---------- Dataset entries ----------

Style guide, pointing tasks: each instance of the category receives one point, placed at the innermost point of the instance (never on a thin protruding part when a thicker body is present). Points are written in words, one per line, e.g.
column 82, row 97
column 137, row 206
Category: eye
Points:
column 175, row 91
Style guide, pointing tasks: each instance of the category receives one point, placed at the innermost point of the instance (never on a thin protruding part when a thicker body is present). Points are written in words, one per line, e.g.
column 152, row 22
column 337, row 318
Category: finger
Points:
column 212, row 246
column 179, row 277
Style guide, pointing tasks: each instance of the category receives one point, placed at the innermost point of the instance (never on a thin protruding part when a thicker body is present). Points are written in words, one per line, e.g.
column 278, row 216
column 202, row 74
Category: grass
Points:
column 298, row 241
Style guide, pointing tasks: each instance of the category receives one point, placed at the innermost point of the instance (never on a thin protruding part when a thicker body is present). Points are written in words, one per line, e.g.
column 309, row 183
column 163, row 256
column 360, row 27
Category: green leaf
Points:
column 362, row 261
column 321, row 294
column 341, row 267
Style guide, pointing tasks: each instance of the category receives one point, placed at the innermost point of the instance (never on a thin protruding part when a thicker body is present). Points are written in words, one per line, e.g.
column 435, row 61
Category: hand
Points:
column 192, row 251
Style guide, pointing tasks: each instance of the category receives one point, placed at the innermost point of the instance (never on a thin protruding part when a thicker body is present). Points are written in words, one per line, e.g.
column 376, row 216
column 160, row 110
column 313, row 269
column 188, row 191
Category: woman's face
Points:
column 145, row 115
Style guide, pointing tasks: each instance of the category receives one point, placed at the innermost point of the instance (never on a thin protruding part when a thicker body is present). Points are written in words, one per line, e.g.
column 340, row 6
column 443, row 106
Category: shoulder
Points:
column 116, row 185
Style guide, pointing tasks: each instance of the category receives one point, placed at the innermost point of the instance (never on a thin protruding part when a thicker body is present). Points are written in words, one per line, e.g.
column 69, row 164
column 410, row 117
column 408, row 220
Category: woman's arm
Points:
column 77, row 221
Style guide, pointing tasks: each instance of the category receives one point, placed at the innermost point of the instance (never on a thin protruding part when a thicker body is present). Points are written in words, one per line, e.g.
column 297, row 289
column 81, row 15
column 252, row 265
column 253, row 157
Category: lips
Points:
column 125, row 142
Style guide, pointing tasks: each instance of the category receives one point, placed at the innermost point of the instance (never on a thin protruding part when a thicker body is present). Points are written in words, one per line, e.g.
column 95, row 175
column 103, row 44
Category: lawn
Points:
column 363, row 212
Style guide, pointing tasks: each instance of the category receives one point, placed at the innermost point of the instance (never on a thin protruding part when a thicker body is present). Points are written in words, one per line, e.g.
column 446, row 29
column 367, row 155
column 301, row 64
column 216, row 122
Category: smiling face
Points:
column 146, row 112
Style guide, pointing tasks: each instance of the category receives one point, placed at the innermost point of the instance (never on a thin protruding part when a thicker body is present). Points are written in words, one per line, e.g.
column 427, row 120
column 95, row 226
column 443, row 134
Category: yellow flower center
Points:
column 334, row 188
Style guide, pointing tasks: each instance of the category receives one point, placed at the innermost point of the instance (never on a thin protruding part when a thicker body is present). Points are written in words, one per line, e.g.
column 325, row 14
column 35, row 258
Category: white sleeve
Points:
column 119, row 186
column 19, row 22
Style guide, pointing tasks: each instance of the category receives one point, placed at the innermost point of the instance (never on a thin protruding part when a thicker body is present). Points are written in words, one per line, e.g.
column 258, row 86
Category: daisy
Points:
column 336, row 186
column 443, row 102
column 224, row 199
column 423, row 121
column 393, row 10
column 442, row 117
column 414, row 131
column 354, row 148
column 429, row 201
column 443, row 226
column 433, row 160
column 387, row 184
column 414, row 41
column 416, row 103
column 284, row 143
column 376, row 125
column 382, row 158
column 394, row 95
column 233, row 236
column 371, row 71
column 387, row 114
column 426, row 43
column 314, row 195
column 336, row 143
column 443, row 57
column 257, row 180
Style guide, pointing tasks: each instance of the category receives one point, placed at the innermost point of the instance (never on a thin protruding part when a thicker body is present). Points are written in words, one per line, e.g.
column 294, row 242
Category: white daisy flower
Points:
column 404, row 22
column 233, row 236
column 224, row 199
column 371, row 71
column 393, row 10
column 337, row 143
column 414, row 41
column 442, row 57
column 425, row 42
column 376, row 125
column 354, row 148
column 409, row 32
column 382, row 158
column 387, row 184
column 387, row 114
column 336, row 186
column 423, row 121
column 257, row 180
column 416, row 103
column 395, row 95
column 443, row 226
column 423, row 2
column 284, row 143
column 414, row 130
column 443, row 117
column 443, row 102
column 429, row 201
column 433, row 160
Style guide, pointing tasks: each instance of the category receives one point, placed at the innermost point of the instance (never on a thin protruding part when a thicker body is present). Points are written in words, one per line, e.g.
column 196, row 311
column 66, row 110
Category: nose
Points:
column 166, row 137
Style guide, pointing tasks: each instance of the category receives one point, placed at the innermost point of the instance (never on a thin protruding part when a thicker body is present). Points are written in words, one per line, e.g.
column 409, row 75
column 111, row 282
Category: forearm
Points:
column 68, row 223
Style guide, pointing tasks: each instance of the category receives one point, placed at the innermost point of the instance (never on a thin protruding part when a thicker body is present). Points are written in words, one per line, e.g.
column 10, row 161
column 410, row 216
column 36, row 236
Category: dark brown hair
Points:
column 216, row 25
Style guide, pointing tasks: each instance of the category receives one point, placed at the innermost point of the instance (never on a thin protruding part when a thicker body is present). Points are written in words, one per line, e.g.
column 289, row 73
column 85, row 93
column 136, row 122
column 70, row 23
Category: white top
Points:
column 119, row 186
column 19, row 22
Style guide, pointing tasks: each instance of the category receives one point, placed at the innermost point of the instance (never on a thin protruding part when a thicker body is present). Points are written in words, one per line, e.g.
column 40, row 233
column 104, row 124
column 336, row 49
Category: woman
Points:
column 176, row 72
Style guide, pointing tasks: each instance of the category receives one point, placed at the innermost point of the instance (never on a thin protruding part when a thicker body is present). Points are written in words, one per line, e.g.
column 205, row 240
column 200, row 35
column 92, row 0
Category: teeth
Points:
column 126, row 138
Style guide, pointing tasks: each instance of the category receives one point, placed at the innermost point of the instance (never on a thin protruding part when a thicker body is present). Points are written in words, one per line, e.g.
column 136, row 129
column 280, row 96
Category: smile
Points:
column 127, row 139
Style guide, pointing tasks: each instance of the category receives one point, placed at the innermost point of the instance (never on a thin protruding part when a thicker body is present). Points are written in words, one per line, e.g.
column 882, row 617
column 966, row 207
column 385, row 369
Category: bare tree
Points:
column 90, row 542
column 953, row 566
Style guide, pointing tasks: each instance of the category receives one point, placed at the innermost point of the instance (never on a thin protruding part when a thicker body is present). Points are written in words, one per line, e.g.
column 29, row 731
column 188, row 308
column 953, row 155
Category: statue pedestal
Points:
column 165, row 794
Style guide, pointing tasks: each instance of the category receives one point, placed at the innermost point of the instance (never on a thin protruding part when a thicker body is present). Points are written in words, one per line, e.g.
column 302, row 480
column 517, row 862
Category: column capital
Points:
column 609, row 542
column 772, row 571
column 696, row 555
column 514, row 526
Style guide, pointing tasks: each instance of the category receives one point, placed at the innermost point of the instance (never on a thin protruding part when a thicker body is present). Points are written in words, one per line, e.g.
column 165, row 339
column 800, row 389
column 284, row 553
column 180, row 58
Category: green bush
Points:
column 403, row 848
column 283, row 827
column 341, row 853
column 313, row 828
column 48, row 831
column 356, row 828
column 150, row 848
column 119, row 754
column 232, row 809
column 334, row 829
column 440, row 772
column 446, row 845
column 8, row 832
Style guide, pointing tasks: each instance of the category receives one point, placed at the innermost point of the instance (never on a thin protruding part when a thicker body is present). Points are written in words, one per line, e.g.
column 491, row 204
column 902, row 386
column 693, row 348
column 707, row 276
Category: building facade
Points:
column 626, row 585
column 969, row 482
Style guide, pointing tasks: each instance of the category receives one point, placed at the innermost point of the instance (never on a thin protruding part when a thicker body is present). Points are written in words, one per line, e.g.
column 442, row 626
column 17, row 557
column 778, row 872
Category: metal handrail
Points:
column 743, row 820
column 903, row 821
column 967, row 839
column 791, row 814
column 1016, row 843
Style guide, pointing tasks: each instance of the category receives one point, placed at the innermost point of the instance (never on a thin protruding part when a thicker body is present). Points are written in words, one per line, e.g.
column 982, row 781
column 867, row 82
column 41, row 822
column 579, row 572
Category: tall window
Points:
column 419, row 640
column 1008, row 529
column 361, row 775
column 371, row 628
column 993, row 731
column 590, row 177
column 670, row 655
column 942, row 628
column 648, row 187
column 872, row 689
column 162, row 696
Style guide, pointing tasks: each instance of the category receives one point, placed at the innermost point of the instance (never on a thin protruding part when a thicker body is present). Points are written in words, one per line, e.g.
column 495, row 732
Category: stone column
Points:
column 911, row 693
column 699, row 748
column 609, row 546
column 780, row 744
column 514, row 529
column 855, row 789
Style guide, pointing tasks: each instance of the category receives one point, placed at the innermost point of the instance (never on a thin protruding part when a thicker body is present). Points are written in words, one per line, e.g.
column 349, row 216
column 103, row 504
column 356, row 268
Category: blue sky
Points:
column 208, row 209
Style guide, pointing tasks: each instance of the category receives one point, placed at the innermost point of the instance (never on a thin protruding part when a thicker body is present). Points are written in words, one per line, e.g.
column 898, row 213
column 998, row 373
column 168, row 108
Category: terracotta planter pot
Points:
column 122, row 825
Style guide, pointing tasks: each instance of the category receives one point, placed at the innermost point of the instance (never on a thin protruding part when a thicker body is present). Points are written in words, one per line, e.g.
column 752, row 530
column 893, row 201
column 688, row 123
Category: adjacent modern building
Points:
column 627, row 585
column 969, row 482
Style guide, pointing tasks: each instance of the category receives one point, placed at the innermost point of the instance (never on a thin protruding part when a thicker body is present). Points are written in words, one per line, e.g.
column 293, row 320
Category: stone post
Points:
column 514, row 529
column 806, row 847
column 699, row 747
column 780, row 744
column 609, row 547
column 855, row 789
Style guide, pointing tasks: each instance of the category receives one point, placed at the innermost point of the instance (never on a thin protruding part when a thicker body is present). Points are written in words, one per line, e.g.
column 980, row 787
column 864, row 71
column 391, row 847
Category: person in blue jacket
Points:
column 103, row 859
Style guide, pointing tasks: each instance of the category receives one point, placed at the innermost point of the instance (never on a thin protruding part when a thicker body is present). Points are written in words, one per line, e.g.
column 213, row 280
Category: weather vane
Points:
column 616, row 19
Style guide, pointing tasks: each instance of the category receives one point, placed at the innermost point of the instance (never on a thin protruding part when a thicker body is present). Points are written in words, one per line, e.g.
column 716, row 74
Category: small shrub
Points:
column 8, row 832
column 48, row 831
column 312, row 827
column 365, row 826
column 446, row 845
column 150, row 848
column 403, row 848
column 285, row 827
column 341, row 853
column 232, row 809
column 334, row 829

----------

▶ _What the task asks_:
Lines containing the word "face" must be found in the data above and copied.

▶ _Output_:
Category: woman's face
Category: smiling face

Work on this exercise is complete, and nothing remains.